(Location identification items)
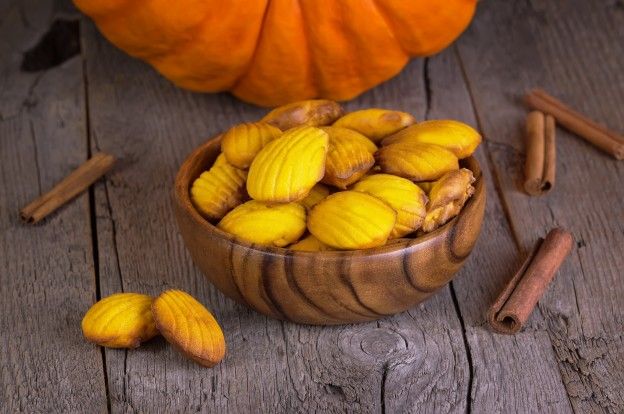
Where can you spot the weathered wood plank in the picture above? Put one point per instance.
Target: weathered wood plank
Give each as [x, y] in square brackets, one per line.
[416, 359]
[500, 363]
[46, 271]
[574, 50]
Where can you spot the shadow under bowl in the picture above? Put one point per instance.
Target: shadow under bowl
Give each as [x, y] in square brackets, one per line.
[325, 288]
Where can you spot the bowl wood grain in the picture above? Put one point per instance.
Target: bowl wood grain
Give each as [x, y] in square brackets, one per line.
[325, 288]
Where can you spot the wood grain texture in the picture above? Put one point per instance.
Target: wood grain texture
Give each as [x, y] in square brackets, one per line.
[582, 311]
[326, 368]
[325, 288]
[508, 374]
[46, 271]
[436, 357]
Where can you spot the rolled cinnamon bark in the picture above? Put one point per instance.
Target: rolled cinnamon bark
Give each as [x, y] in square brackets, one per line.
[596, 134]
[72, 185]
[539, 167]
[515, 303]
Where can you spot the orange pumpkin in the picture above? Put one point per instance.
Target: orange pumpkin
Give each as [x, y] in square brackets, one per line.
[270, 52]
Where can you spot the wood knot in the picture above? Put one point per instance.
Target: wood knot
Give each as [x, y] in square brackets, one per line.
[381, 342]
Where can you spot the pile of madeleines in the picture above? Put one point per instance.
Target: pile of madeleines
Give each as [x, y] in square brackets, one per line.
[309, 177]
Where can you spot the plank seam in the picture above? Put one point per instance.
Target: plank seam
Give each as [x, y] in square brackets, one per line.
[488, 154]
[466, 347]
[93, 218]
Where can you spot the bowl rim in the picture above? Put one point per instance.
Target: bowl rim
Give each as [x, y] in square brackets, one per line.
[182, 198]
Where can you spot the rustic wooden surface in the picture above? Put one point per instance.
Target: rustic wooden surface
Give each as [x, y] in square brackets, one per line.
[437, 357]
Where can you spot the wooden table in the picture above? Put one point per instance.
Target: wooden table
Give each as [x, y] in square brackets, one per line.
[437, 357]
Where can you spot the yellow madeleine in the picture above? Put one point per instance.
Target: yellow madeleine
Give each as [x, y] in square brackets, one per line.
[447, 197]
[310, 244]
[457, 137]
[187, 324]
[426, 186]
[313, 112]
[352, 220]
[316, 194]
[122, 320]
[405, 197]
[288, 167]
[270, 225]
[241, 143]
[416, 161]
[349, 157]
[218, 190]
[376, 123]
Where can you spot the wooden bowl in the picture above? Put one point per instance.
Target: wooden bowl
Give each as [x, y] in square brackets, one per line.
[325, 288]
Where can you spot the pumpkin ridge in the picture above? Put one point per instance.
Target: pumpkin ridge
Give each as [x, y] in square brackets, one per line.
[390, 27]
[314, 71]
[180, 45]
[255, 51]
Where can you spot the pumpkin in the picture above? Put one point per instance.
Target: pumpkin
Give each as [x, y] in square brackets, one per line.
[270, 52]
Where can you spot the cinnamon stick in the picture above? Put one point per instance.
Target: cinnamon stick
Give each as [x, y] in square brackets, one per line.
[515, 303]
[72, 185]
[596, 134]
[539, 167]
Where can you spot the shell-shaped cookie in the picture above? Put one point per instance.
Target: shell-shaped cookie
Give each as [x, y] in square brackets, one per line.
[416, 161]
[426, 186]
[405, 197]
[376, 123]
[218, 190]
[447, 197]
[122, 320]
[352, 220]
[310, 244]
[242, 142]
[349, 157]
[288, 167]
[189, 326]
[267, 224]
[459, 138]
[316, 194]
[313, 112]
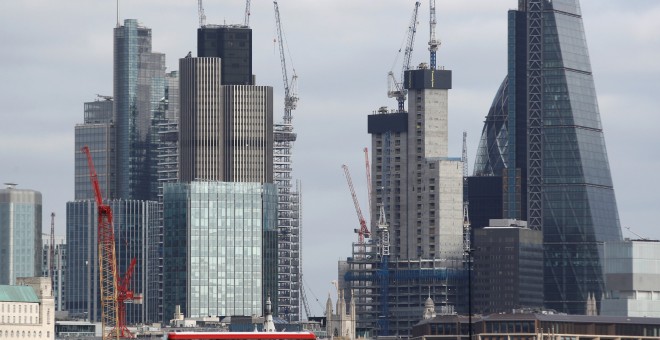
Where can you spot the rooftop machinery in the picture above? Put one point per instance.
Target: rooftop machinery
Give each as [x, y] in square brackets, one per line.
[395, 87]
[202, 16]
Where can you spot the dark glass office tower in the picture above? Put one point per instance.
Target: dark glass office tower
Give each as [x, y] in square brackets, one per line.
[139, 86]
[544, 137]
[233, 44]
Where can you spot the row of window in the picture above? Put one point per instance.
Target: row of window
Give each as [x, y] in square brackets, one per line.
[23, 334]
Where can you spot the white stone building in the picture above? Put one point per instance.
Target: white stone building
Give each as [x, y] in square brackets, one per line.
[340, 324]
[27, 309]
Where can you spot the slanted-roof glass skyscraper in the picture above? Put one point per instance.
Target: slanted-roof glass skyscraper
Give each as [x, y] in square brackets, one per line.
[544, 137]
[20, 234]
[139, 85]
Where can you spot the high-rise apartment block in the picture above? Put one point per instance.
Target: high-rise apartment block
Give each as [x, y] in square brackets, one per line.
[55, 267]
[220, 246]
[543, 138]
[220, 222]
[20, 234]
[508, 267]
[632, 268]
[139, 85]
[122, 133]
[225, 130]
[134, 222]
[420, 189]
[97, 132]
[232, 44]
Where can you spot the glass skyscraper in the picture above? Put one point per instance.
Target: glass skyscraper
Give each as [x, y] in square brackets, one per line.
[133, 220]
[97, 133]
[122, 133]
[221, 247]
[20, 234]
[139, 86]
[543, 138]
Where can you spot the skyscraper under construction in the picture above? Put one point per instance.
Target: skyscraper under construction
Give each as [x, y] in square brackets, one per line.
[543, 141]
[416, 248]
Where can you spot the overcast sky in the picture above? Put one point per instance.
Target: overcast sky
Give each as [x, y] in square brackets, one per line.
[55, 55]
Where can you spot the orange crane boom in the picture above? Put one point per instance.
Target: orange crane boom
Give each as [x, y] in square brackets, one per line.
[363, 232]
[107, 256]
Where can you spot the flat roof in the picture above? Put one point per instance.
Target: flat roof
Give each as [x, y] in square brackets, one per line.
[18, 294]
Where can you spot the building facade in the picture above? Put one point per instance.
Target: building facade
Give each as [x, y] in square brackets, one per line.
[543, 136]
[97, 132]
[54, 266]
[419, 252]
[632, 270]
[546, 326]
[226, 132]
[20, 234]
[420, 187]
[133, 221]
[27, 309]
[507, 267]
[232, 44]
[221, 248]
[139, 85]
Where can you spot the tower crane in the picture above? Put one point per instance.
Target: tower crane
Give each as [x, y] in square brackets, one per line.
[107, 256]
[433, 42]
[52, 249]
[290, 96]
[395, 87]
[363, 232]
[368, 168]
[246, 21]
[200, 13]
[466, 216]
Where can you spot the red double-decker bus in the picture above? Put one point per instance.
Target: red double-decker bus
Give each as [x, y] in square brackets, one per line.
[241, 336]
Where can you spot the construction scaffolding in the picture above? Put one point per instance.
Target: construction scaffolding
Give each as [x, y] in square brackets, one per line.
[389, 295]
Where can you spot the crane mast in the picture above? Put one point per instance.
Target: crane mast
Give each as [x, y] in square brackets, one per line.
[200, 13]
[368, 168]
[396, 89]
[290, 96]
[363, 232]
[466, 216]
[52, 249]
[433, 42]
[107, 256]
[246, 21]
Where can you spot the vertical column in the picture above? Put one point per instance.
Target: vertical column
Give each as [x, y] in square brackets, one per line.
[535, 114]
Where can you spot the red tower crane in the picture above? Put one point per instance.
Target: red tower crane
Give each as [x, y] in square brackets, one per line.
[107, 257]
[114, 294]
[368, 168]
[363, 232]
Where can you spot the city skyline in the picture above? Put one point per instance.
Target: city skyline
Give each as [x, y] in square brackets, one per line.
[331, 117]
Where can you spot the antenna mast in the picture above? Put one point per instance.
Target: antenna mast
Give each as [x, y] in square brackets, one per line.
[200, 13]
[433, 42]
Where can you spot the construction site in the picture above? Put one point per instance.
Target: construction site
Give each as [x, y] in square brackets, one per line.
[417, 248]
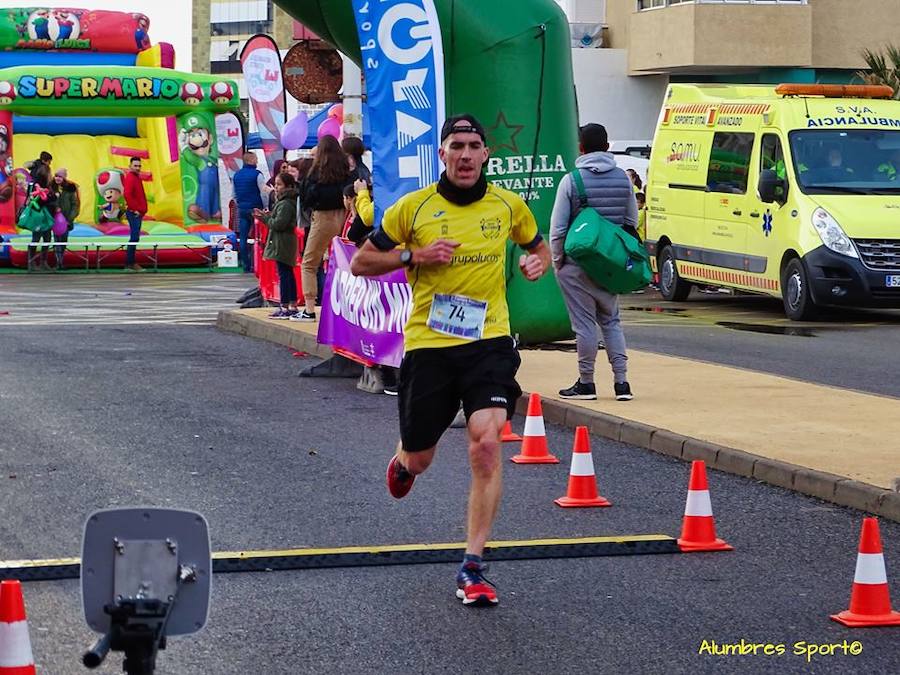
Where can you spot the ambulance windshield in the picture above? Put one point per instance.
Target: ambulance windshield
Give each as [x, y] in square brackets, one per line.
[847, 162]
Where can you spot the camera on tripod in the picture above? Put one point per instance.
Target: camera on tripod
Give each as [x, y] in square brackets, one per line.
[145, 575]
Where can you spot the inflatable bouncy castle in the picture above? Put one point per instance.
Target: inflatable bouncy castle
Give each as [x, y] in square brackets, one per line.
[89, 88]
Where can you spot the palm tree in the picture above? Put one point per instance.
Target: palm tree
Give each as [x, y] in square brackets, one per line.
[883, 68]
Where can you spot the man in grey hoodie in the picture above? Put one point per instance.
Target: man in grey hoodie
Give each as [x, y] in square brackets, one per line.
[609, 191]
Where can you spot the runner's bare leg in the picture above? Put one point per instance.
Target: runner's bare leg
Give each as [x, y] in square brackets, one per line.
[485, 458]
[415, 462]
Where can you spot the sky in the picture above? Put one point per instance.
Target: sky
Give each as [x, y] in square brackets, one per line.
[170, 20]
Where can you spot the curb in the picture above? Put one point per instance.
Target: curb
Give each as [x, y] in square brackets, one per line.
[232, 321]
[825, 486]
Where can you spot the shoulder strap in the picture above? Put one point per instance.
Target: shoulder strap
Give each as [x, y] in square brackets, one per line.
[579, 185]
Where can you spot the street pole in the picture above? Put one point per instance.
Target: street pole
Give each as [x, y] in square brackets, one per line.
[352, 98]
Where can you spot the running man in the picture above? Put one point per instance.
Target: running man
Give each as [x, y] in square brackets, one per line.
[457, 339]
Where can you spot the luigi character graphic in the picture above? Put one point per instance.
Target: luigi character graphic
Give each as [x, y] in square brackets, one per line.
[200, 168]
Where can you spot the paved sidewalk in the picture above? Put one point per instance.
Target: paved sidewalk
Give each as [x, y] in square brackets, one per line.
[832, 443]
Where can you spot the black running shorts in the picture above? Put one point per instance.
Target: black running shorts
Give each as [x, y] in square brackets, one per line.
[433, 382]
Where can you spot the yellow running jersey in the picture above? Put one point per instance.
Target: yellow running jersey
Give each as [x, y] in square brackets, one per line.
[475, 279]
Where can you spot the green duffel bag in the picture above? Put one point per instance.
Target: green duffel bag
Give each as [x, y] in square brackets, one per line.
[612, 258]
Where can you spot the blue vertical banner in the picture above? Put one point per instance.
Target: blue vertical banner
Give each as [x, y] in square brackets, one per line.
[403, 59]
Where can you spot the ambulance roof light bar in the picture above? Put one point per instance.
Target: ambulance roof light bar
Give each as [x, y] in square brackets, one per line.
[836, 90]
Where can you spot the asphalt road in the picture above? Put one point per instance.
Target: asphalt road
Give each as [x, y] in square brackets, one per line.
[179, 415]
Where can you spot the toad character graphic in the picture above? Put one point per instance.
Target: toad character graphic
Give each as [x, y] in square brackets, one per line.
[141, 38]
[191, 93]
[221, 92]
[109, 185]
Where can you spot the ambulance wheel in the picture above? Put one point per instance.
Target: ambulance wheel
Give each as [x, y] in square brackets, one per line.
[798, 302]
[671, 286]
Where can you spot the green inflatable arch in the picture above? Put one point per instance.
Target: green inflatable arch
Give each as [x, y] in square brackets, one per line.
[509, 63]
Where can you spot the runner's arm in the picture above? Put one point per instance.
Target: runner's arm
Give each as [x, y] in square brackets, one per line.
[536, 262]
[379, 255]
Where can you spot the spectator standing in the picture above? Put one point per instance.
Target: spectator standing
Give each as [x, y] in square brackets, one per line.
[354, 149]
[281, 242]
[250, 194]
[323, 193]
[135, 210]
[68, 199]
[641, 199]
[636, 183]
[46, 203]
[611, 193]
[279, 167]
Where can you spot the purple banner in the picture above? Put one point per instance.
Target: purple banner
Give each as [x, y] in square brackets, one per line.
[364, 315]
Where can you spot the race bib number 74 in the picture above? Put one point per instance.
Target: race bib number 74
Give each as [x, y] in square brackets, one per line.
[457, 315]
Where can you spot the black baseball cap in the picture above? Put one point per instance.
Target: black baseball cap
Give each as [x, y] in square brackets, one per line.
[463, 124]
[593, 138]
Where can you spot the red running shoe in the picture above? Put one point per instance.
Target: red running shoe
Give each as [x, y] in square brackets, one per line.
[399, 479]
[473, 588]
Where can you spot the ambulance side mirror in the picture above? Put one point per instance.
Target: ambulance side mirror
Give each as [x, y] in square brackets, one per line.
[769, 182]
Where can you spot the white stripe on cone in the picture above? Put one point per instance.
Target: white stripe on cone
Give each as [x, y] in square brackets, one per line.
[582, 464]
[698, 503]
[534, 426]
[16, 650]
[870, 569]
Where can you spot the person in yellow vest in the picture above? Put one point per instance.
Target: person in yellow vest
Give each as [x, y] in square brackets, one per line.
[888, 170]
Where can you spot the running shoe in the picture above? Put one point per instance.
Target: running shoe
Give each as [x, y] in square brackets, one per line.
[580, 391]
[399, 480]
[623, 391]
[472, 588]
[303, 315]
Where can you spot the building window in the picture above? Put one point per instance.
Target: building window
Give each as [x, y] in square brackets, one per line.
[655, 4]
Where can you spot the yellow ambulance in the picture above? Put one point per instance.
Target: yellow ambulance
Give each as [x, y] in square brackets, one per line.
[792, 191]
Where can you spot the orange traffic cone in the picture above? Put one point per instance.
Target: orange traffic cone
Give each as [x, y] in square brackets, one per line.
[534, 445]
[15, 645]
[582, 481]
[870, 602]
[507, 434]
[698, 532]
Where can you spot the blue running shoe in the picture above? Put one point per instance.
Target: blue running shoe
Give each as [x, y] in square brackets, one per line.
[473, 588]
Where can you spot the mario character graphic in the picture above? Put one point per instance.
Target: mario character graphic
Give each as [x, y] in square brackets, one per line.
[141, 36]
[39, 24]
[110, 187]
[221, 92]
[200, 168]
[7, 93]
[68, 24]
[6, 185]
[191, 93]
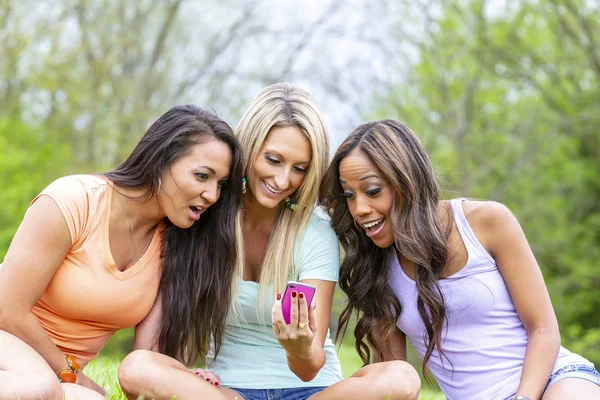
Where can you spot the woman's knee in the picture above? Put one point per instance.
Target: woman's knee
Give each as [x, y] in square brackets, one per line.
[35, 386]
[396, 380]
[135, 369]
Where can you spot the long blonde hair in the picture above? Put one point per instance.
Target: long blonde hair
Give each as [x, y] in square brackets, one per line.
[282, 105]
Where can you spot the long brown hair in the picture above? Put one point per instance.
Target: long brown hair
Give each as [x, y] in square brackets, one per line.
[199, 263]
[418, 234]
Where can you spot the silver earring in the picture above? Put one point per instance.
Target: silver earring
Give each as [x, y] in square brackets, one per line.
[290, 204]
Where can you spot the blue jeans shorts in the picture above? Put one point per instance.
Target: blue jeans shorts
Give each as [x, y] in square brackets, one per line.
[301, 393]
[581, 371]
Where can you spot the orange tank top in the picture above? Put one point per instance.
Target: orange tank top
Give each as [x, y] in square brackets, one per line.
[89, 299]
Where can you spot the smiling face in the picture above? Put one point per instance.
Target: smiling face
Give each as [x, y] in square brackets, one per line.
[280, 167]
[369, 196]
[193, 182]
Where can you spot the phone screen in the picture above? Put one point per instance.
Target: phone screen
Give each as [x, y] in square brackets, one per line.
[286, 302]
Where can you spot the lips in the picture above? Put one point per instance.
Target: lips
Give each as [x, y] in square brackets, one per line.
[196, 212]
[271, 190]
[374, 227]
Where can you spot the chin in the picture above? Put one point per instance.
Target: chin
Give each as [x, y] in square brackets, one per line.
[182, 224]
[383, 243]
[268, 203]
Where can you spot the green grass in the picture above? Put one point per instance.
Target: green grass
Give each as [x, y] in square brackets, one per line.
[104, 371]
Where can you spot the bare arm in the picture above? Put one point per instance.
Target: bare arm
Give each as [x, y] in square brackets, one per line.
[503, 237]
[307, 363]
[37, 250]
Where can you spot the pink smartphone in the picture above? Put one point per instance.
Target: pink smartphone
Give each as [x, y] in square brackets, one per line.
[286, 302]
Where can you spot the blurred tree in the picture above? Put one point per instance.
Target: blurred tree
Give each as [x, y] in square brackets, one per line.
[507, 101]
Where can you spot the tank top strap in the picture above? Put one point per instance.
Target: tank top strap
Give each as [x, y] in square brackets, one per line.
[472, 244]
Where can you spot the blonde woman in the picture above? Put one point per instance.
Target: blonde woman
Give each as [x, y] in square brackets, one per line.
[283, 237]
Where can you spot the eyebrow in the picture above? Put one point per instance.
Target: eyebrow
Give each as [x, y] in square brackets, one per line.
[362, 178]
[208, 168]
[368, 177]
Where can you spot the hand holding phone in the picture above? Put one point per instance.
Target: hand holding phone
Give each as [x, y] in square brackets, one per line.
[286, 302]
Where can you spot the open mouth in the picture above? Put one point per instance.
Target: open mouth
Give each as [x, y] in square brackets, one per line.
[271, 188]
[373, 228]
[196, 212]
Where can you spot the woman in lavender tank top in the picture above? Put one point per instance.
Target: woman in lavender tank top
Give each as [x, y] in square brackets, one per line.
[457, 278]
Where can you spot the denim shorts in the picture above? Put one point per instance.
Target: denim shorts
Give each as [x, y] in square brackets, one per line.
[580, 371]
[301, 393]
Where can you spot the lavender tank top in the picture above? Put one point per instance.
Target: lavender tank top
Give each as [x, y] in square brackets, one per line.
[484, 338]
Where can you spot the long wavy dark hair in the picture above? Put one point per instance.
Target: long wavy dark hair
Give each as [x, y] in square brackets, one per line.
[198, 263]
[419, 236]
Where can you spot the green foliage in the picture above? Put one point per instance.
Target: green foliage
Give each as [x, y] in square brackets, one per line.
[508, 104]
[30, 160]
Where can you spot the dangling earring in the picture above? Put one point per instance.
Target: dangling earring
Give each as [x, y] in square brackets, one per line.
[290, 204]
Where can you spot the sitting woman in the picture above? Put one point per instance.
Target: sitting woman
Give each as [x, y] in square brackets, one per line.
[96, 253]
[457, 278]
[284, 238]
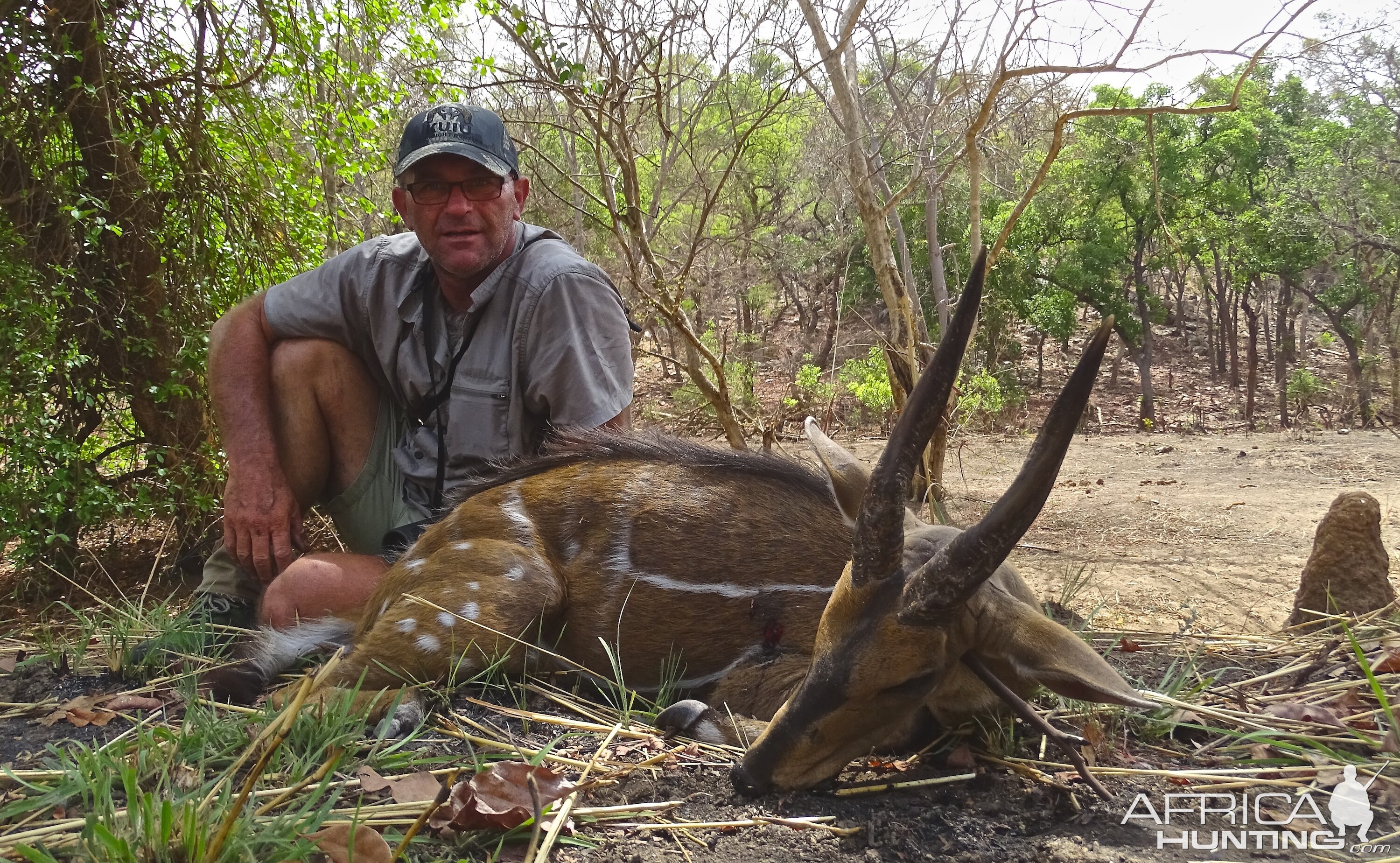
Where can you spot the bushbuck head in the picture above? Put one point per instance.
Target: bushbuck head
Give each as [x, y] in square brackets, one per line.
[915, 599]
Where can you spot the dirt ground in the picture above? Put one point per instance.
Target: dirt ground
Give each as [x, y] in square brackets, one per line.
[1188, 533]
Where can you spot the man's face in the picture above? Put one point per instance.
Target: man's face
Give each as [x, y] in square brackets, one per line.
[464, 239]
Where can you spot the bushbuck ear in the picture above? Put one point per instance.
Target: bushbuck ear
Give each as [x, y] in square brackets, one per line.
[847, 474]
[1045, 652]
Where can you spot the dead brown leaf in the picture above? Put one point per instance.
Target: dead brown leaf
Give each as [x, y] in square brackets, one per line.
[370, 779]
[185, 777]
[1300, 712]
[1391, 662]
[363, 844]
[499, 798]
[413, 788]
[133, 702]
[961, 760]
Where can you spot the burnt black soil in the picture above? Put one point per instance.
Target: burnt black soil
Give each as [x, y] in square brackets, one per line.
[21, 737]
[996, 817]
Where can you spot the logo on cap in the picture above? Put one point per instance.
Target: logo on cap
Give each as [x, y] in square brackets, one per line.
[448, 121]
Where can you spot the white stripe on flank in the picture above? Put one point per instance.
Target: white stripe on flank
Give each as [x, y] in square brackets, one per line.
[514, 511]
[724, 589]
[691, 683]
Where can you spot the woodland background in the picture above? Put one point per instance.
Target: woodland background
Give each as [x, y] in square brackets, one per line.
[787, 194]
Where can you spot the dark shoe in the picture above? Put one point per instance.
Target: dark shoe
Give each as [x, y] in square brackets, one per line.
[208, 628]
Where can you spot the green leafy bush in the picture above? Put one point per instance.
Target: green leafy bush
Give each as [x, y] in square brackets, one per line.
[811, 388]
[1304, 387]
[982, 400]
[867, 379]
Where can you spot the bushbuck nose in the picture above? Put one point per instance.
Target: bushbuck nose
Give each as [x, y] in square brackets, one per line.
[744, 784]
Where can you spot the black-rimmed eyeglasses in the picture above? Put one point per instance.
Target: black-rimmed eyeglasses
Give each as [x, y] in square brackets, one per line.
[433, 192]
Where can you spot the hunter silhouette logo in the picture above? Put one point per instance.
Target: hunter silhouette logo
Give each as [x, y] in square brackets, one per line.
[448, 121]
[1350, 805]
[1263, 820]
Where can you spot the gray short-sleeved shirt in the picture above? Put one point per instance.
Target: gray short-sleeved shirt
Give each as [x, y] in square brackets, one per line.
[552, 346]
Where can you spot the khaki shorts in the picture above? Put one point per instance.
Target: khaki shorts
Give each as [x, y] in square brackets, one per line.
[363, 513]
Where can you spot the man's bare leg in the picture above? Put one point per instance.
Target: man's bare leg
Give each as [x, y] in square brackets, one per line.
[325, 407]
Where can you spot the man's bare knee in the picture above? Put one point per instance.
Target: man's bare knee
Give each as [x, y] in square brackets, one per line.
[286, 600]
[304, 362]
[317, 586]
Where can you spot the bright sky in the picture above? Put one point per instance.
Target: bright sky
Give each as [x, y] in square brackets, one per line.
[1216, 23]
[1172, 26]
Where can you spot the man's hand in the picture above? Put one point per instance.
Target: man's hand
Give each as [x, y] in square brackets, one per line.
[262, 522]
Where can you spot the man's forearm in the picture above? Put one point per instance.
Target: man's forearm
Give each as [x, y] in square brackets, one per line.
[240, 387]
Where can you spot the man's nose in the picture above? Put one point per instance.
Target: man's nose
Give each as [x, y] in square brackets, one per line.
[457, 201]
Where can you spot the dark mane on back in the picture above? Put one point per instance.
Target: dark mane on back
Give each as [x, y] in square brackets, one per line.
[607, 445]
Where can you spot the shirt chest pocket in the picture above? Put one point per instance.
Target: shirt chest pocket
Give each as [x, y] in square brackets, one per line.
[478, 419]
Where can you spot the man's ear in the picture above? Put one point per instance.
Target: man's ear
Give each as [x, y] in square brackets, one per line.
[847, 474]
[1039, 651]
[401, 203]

● **SET PROBLEM**
Beginning at the line that contains "Where can you spot the man's bare leg", retype each line of the listing up to and including the last one, exactly as it stands, and nothing else.

● **RESULT OF THE TASK**
Where can you spot the man's bare leg in the picture above? Put one point per instance.
Target: man's bare leg
Give each as [x, y] in square brackets, one per line.
[325, 407]
Where can you spot the man's bare knee in the picture above? Put one point per instance.
Target: man's bare knee
Give each as [x, y] in square brackets, one per line.
[286, 600]
[304, 362]
[317, 586]
Where can you spot the bright sky in the picture above? Put one point per instance.
Target: bright sky
Give each as [x, y] in square brackets, one per line.
[1216, 23]
[1172, 26]
Where can you spot the man's hand in the picture above? Put one point per instance.
Target: man's hand
Give each as [x, y] in square brackets, one per line.
[262, 522]
Where can you spot the man's forearm in the picture above? Put one point per instance.
Target: man's forearm
Give each as [x, y] in square brackets, one per line.
[240, 387]
Where can you spot the man's nose in the picture above? Put one point per instance.
Target: man's nose
Give each as [x, y] in square brackets, one per line.
[457, 201]
Where can you spot the dark mane on back in the picture above? Put one point per instance.
Target: dark mane on back
Give each as [x, y] in square brackets, one per line.
[607, 445]
Where can you spot the shirt chest pocket in the picture above? Put one point per instance.
Target: shirt chest pocket
Give each as [x, y] in square brackets, one per line.
[478, 419]
Where can you spot the man's ear in the picture above? Put one point per instance.
Target: man's ear
Give each as [x, y] in square brackets, one per line.
[847, 474]
[1039, 651]
[401, 203]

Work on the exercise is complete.